### Seite

Berlin. Die Oscar-Preisträgerin spricht über die bislang forderndste Rolle ihrer Karriere – und wie es war, mit Nina Hoss verheiratet zu sein.
„Tár“ wurde bei der Berlinale gezeigt, dort sprach Cate Blanchett mit Peter Zander über den Film und seine Leitmotive.
Sie spielen eine gefeierte Dirigentin, die Frau und Kind hat, aber ihre Position auch für Affären mit Musikerinnen missbraucht und tief fällt. Sowas kennt man sonst nur von Männern. Verstehen Sie diese Lydia Tár, muss man seine Rollen verstehen?
Cate Blanchett: Nein, so denke ich nicht. Das wird ja oft bei weiblichen Figuren gefragt, ob man sie mag oder nicht, ob man sie attraktiv findet oder nicht. Ich habe diese Frau nicht als Rolle gesehen, sondern als einen Satz aus einer Mahler-Sinfonie, als eine Krise, die Menschen durchmachen. Das ist ein bisschen wie ein Rorschachtest. Es geht nicht darum, ob ich eine Figur mag oder nicht. Du musst verstehen, warum sie so ist.

######

◆ **Aufgabe**: Als was hat Cate Blanchett die Frau, die sie spielt, laut dem Interview gesehen, wenn nicht als Rolle? Die Daten sind eigenständiges Material und gehören nicht zum Interview.

### Daten

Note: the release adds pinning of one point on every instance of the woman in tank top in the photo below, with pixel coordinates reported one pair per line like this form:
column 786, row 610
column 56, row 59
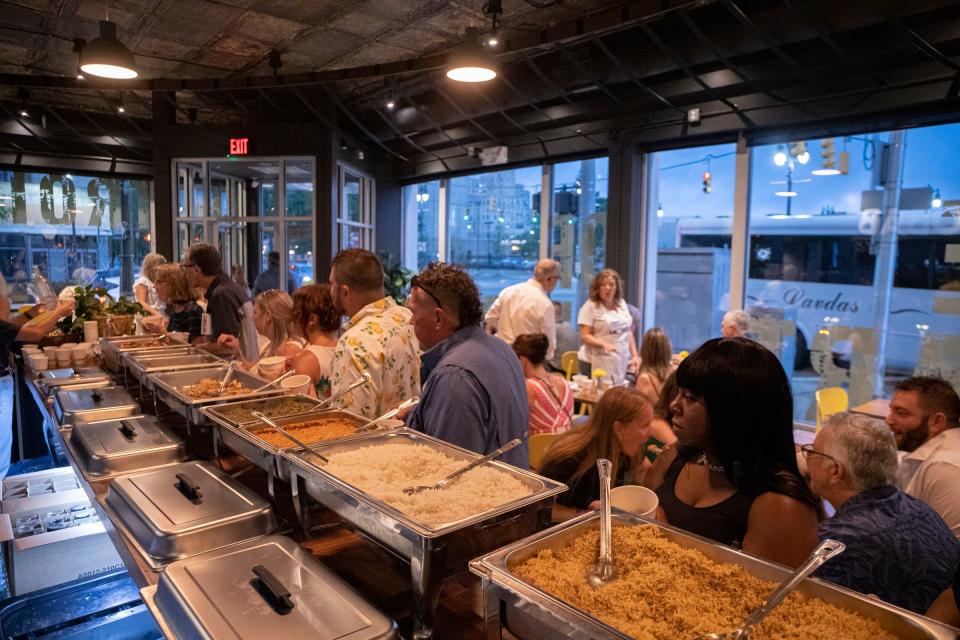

######

◆ **Ergebnis**: Als einen Satz aus einer Mahler-Sinfonie, als eine Krise, die Menschen durchmachen.